THE PROBLEM: Copy every line of the material below word for word, changing nothing.

SUPPLIED DATA:
------------------------

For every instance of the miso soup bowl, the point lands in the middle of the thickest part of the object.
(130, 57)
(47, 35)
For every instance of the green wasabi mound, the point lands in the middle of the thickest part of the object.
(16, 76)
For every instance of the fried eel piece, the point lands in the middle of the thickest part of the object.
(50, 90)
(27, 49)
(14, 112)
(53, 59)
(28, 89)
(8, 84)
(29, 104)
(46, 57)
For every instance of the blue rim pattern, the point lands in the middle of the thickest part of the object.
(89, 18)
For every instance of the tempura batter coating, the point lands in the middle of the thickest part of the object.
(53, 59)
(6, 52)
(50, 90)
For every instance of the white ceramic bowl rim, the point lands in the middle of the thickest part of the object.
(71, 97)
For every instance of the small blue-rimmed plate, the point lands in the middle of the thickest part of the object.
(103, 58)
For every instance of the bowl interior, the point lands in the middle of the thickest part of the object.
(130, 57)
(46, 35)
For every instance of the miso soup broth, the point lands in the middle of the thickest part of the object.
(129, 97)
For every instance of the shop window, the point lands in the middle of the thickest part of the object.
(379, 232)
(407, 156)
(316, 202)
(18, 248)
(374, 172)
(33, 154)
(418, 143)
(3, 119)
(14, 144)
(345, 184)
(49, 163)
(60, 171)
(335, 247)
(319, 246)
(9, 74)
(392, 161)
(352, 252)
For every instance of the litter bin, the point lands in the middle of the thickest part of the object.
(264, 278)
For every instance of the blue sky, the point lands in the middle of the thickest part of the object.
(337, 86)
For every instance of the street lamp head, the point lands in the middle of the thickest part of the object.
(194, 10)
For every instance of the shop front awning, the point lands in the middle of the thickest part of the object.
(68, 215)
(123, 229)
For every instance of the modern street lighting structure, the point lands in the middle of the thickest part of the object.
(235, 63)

------------------------

ANSWER BELOW:
For every instance of the miso soup bowl, the point lands in the middle of the thickest part of the object.
(130, 57)
(47, 35)
For every instance of the green wasabi mound, the point lands in the middle of the thickest part of the object.
(16, 76)
For every instance of the fried eel piece, the point lands in the middle of the thickest part of the object.
(50, 90)
(27, 49)
(14, 112)
(53, 59)
(28, 89)
(8, 84)
(29, 104)
(46, 57)
For every instance of the blue rim pattern, the point lands in the middle of the thickest part of the object.
(89, 18)
For every instance of the tempura batter coating, the point lands in the middle of the thickest part of the object.
(53, 59)
(6, 52)
(50, 90)
For every instance of the white ceramic bowl rim, the point lands in the middle of the thickest part of the object.
(71, 97)
For every instance of the small blue-rimmed plate, the point lands in the middle of the thickest part of the object.
(103, 58)
For every instance of the bowl interior, the point lands in the middle of the thickest part of the object.
(130, 57)
(46, 35)
For every instance of the miso soup broth, the point lands in the middle of the thickest part of the object.
(129, 97)
For every instance of the shop window, the point lands in the middle of the thickest part of the object.
(379, 232)
(407, 156)
(316, 202)
(18, 248)
(374, 172)
(33, 154)
(418, 143)
(3, 119)
(14, 144)
(345, 184)
(49, 163)
(60, 171)
(335, 247)
(319, 246)
(9, 74)
(392, 161)
(352, 252)
For every instance of the litter bin, the point lands in the middle of the thickest part of the object.
(264, 278)
For every instance of the blue sky, the point lands in the middle of the thickest part of the object.
(337, 86)
For every instance of the street lamp head, the point lands in the middle of the thickest part of the object.
(194, 10)
For every instance of the shop front awning, the point lands in the middle of the thickest part of the object.
(68, 215)
(123, 229)
For every instance of the modern street lighting structure, the point lands in the middle of the thickest part of the object.
(235, 63)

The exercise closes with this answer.